[Opening Data to process section]
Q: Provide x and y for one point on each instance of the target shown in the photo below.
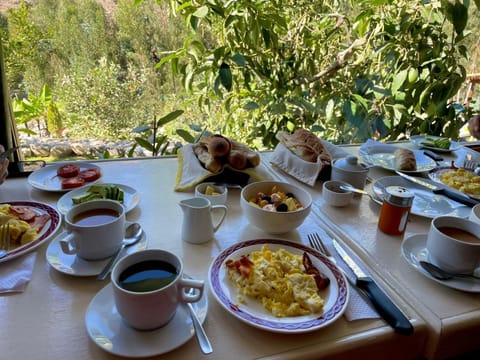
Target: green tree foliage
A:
(351, 70)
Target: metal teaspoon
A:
(441, 274)
(133, 234)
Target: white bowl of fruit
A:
(275, 207)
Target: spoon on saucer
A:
(441, 274)
(359, 191)
(133, 234)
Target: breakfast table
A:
(47, 318)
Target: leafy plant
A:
(33, 108)
(351, 71)
(152, 139)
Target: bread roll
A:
(237, 160)
(305, 144)
(253, 158)
(405, 160)
(211, 164)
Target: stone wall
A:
(35, 146)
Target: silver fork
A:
(470, 164)
(4, 240)
(317, 243)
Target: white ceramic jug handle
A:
(189, 284)
(66, 244)
(223, 208)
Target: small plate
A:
(253, 313)
(418, 139)
(425, 203)
(383, 156)
(435, 174)
(47, 179)
(107, 329)
(48, 230)
(75, 266)
(414, 250)
(130, 200)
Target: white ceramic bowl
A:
(334, 195)
(217, 199)
(270, 221)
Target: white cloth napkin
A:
(15, 274)
(358, 308)
(304, 171)
(191, 172)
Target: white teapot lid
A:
(350, 163)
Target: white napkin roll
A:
(16, 274)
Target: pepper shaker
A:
(395, 210)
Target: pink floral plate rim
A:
(336, 295)
(48, 230)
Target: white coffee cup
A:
(450, 248)
(334, 195)
(150, 305)
(475, 214)
(94, 230)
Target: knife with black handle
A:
(382, 303)
(462, 199)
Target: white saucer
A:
(107, 329)
(75, 266)
(414, 251)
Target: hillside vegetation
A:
(348, 70)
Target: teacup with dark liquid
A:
(94, 230)
(149, 285)
(453, 244)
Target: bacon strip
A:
(320, 279)
(244, 265)
(23, 213)
(40, 221)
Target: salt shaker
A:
(395, 210)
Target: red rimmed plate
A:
(48, 230)
(47, 179)
(435, 175)
(253, 313)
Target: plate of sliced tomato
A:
(63, 177)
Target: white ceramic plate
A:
(75, 266)
(130, 200)
(253, 313)
(47, 179)
(434, 175)
(48, 230)
(382, 156)
(425, 203)
(107, 329)
(414, 250)
(418, 139)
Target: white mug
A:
(149, 303)
(450, 248)
(94, 230)
(475, 214)
(197, 226)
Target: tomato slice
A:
(70, 183)
(68, 170)
(89, 174)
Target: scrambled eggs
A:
(278, 280)
(462, 180)
(20, 231)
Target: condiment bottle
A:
(395, 210)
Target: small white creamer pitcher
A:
(198, 224)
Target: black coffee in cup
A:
(149, 275)
(95, 217)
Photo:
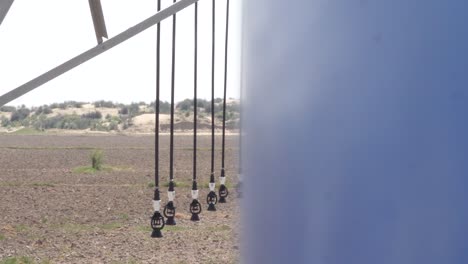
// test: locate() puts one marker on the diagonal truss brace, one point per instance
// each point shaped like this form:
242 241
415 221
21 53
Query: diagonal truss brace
4 7
98 20
93 52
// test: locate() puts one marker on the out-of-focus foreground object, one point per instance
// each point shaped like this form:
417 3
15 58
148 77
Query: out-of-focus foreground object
356 143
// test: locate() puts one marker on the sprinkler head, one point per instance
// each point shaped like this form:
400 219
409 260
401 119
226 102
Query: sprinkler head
195 209
157 223
212 200
169 213
223 193
156 233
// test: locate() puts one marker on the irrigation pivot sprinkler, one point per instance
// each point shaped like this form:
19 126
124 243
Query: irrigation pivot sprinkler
4 8
195 206
157 221
223 190
212 198
169 209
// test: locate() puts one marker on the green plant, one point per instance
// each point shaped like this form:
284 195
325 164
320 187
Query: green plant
96 159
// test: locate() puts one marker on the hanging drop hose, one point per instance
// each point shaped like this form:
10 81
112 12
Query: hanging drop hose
239 186
157 221
169 209
223 190
212 198
195 206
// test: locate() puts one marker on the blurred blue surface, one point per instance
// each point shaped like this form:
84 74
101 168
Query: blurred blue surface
357 131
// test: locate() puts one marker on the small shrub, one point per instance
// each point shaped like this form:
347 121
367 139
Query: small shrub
7 108
96 160
5 121
19 114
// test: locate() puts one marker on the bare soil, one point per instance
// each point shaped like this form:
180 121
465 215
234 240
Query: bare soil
51 214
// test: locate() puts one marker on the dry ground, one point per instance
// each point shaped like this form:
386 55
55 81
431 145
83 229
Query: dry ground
50 213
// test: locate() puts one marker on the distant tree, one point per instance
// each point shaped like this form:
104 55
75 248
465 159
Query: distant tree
102 103
185 105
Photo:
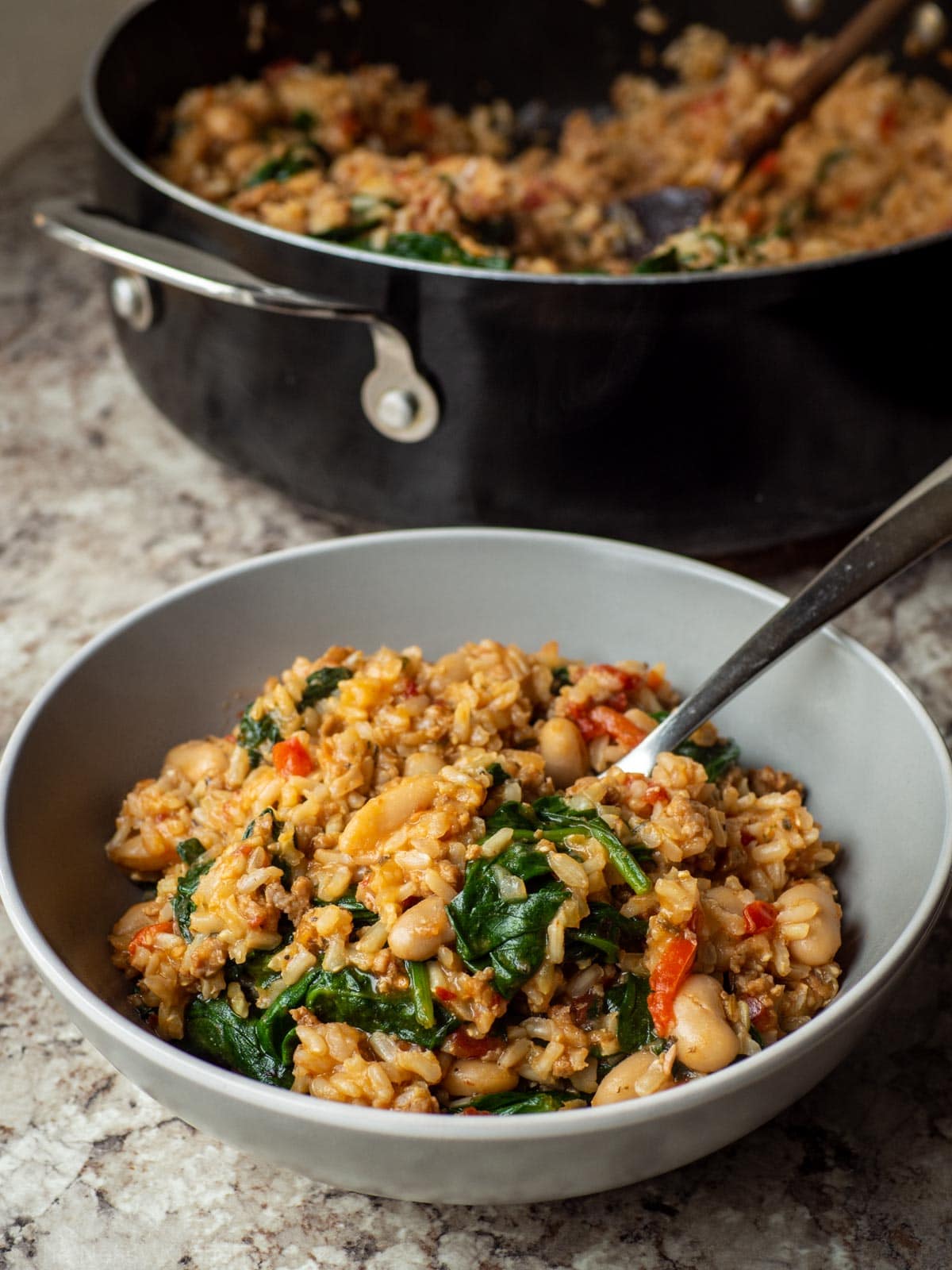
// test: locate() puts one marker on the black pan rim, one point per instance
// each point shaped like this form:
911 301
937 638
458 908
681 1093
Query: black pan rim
127 159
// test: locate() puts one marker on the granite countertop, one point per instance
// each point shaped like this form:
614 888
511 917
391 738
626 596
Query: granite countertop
106 506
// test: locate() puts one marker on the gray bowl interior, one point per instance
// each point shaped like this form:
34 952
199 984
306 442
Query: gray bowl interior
829 713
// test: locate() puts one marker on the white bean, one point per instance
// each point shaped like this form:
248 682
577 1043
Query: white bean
565 752
422 931
423 762
197 761
706 1041
136 855
467 1077
386 813
824 937
619 1085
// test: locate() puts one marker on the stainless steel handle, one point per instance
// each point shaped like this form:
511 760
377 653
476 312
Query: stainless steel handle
916 525
395 397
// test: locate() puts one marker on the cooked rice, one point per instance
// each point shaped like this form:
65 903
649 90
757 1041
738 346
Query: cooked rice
309 835
363 158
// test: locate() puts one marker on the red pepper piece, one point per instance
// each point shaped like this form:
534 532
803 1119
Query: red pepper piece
666 978
759 916
291 759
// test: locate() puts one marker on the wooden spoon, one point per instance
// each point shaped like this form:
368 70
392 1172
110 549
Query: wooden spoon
674 209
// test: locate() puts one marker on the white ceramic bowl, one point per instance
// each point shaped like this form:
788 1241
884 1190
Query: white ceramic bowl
877 772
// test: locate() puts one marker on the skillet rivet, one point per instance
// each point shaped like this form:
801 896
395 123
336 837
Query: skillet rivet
132 300
397 410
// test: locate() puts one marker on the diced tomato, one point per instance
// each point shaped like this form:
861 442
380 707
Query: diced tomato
148 933
655 793
617 725
759 916
668 976
291 759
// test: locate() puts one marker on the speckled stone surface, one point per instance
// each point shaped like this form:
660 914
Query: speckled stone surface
105 506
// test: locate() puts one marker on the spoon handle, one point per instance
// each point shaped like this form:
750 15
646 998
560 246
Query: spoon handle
862 29
916 525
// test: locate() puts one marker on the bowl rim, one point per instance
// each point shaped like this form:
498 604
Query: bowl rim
209 1080
107 137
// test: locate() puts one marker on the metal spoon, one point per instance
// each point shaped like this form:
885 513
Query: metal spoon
674 209
916 525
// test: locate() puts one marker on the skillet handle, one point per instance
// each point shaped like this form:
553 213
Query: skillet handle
395 397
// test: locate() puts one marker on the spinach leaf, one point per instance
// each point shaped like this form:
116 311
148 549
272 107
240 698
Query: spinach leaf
507 935
714 759
605 931
420 992
216 1033
520 1102
441 249
182 903
628 1000
361 914
662 262
254 733
254 972
321 683
283 167
559 821
351 996
190 850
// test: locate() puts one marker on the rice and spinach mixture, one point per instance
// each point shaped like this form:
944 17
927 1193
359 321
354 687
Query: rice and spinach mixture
424 886
366 159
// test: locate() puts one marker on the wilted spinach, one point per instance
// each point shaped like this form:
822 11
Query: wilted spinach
714 759
254 733
559 821
507 935
283 167
603 933
628 1000
321 683
440 249
520 1102
182 903
351 996
361 914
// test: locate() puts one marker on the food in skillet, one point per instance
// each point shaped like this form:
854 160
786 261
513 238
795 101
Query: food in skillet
424 887
365 159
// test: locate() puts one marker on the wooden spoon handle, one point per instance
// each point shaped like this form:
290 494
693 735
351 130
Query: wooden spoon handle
862 29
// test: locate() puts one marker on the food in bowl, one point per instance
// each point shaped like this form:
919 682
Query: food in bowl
424 887
365 159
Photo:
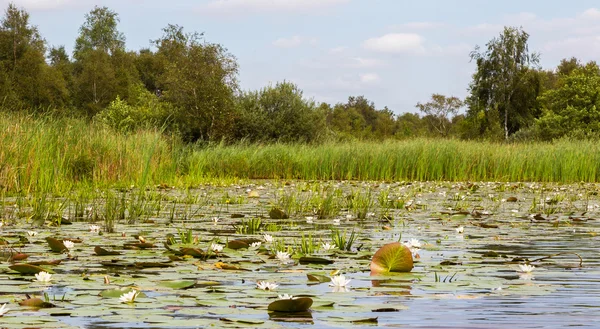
[Closing Data to process section]
■ **What you should do**
Return verbatim every line from the one holding "Query: wilted spinach" to the end of the records above. Do not copy the pictures.

■ **Exercise answer**
Query: wilted spinach
714 759
254 733
559 821
507 935
283 167
603 933
628 1000
321 683
440 249
520 1102
182 903
351 996
361 914
// test: locate() puts one marker on the food in skillet, one point per instance
// each point shaped like this form:
854 160
786 261
513 238
795 101
Query: food in skillet
424 887
365 159
// test: locate() puts one marker on the wooden spoon handle, one point per instance
// each point shaped like this form:
290 494
693 735
351 130
Query: wooden spoon handle
862 29
// test: locate() puts one marker on the food in bowl, one point per instance
// each point shaped like this form:
919 682
Query: food in bowl
424 887
365 159
Photo:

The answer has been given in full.